■ YOUR GOAL ■
How many lines in the rows below contain the word "response"? Count them and reply with the number only.

::::

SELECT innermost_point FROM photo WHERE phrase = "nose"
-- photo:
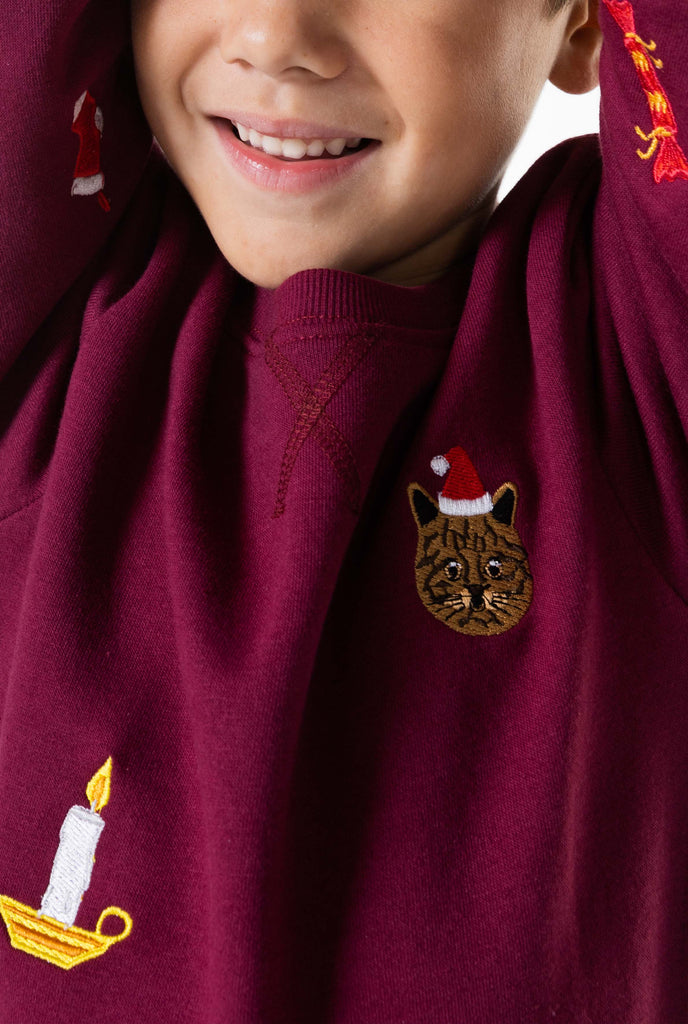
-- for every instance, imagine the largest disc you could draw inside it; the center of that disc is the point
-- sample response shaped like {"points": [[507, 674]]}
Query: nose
{"points": [[285, 38]]}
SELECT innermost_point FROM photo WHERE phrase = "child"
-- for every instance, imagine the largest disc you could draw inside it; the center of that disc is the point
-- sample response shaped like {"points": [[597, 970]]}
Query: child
{"points": [[343, 530]]}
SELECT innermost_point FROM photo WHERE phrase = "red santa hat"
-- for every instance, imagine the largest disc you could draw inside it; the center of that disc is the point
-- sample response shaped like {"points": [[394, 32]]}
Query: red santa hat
{"points": [[463, 493]]}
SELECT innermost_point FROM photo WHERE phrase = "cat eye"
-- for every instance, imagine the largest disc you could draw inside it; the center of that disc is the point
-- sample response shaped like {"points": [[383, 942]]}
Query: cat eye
{"points": [[453, 569], [495, 568]]}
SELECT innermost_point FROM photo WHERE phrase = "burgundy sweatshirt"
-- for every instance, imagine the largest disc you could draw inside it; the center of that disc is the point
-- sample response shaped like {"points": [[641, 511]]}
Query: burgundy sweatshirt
{"points": [[361, 735]]}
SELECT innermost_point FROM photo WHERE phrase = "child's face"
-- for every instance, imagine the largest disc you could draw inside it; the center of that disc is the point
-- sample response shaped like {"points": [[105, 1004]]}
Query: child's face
{"points": [[443, 87]]}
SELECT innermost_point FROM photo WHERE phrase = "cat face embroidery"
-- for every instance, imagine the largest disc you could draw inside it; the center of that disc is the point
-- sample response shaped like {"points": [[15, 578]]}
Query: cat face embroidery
{"points": [[472, 571]]}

::::

■ THE SOLUTION ■
7